Saved entries

_ _ _ _ _

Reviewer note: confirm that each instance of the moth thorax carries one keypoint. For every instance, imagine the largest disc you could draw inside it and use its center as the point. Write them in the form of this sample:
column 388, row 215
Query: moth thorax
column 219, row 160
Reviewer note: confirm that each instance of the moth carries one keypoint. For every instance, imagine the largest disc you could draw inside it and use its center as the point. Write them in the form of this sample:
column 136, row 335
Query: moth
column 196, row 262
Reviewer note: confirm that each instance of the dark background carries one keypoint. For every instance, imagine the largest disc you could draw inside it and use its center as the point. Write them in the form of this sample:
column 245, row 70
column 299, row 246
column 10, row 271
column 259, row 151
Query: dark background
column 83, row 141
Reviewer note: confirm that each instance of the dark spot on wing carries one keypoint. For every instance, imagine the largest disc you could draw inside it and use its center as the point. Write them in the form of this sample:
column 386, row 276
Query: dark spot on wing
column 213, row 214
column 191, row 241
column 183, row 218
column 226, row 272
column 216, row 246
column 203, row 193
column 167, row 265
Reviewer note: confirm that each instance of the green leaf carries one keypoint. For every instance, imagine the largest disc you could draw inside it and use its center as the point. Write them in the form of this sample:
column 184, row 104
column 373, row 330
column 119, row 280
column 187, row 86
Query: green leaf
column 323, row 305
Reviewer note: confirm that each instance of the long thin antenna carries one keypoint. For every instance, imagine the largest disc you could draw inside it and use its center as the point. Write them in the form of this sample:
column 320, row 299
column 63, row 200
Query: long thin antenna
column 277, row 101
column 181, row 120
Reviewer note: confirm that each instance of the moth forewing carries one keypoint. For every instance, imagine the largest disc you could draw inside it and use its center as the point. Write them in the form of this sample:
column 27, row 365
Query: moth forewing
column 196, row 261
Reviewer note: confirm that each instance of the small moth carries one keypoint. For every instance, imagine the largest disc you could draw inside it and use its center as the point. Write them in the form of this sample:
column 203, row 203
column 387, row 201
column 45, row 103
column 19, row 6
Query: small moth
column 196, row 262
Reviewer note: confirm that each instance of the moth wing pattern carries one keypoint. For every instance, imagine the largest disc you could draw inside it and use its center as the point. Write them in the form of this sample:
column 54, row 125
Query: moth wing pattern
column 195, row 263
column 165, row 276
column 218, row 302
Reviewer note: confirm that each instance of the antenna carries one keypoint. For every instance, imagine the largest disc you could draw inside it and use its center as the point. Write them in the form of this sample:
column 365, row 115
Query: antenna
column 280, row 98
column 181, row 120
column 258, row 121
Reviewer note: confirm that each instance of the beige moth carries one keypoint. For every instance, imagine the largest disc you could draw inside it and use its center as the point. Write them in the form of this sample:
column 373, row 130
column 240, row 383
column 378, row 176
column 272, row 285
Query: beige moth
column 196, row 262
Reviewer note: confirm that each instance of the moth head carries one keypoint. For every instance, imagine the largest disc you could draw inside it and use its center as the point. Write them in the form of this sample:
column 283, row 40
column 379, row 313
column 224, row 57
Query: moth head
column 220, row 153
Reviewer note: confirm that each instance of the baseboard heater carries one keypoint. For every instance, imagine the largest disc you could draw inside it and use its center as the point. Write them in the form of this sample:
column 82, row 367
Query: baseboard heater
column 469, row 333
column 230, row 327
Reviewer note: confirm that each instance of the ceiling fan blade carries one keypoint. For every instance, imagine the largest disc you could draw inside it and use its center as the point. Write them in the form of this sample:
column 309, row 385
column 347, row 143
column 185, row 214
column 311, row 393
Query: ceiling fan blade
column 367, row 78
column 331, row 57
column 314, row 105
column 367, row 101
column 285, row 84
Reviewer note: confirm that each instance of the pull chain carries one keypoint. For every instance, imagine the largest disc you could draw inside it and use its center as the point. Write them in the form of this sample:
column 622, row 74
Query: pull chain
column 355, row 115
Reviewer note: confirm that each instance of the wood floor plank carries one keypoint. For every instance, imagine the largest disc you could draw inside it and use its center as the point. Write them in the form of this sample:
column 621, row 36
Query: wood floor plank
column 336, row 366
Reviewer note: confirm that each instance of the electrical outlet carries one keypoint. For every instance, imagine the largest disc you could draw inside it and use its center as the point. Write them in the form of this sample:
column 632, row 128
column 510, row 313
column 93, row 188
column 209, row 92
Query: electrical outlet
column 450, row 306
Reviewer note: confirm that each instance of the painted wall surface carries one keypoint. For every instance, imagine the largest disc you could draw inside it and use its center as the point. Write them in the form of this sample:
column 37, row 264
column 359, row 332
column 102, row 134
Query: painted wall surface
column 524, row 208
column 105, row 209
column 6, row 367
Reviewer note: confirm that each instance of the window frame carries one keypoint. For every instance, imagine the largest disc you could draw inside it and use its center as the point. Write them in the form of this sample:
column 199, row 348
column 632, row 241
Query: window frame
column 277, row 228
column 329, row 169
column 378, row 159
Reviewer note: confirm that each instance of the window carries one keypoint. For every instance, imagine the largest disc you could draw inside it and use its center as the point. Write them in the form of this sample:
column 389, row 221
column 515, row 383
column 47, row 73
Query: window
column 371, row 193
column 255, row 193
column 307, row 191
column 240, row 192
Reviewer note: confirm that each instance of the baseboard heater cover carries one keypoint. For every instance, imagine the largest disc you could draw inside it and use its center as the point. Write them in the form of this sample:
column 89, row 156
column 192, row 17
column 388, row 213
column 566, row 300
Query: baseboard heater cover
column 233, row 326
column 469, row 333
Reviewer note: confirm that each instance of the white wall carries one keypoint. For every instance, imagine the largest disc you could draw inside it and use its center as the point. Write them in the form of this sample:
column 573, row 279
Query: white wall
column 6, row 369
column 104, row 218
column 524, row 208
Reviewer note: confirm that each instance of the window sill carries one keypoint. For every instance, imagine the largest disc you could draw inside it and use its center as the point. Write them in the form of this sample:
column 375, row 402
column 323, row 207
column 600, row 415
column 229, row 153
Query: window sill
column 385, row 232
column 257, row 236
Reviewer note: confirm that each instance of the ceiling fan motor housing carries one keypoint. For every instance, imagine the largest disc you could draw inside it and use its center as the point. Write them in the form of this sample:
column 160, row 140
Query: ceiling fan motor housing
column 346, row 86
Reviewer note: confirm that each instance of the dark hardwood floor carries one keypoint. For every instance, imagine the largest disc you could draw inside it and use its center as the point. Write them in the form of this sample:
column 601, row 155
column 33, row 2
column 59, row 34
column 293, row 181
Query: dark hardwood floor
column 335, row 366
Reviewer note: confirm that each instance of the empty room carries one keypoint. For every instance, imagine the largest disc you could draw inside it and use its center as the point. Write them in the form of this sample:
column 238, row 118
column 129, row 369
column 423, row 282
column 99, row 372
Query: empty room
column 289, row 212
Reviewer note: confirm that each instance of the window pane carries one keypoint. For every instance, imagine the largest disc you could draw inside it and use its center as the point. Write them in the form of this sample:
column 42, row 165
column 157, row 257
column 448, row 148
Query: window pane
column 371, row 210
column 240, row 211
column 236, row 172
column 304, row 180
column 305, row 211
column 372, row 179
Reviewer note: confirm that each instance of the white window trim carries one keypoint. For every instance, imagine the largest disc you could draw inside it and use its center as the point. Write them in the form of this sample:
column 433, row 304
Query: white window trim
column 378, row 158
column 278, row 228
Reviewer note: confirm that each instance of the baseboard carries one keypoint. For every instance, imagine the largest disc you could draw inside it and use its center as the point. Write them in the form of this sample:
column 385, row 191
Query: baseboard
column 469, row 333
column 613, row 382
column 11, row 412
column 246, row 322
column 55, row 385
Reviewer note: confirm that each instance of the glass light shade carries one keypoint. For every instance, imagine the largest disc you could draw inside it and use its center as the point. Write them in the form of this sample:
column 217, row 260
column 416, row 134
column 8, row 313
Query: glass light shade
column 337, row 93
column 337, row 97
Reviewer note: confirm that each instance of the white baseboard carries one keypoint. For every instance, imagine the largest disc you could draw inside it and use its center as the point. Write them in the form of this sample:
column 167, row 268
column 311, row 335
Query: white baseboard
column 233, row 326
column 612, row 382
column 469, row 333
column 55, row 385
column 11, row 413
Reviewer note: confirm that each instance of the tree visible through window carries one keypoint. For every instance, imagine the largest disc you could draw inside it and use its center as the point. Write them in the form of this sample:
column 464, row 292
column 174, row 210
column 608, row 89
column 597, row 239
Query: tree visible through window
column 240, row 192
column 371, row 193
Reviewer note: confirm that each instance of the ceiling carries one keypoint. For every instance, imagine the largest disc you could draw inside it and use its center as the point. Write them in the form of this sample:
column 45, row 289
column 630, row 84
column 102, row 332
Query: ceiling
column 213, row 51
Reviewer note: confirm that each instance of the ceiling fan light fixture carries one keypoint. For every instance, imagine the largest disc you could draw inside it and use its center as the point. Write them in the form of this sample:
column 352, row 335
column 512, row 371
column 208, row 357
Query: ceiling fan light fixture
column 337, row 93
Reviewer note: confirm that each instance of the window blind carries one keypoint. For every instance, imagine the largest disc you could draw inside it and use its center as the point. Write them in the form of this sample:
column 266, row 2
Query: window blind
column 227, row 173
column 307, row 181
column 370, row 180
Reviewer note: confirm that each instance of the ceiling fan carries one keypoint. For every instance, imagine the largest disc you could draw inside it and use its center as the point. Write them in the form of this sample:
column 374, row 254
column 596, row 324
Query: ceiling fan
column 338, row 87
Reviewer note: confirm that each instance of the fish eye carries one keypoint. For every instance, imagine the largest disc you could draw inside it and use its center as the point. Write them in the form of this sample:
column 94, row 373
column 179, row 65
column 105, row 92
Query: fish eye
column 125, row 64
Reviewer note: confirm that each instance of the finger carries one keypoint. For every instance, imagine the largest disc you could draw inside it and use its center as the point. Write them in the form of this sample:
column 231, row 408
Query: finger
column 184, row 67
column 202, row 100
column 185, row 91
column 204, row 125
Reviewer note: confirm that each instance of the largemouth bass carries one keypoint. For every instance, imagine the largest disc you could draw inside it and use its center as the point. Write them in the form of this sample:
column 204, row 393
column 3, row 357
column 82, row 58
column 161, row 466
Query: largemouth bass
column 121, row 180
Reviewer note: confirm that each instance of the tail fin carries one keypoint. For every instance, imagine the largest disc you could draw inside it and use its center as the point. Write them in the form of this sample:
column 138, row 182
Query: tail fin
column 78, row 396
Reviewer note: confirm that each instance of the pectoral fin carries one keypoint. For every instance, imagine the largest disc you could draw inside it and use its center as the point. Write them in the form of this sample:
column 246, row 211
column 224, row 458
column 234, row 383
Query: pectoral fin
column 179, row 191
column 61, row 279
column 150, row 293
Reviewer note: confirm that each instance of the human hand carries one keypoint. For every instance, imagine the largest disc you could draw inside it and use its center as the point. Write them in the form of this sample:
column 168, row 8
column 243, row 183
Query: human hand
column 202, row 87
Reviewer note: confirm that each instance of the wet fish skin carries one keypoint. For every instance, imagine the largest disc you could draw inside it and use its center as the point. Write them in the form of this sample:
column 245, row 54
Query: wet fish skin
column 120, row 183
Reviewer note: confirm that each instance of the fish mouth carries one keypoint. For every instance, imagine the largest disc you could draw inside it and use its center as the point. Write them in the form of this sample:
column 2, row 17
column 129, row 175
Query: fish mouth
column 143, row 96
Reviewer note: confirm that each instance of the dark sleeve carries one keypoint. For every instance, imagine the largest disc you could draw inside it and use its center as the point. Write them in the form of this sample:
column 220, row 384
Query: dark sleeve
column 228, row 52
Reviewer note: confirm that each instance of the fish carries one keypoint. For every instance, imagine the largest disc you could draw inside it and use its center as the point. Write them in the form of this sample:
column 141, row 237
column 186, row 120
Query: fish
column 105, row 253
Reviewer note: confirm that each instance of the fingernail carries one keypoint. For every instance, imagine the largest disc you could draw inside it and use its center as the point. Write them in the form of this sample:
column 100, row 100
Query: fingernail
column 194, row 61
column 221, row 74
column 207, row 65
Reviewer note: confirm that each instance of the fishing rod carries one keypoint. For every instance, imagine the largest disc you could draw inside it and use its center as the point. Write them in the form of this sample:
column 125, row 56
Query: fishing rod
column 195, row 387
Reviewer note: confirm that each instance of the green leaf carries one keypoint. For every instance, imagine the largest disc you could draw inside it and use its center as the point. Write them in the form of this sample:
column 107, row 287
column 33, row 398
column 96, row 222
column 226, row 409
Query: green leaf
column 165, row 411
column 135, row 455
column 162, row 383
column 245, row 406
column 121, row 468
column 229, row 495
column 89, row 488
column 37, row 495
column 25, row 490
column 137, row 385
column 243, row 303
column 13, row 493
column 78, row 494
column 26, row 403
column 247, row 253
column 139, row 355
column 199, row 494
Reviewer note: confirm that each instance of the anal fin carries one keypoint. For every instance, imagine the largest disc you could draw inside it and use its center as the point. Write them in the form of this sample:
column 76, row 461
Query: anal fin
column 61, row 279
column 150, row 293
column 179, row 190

_ _ _ _ _

> THE REQUEST: Repeat word for word the lines of the saved entries that start at the line containing "Reviewer note: confirm that each instance of the wood" and end at the line containing "column 336, row 366".

> TASK ANSWER:
Reviewer note: confirm that each instance of the wood floor plank carries one keypoint. For every instance, imagine the largest disc you could draw inside it and use its center as the point. Write them in the form of this sample:
column 621, row 36
Query: wood floor plank
column 336, row 366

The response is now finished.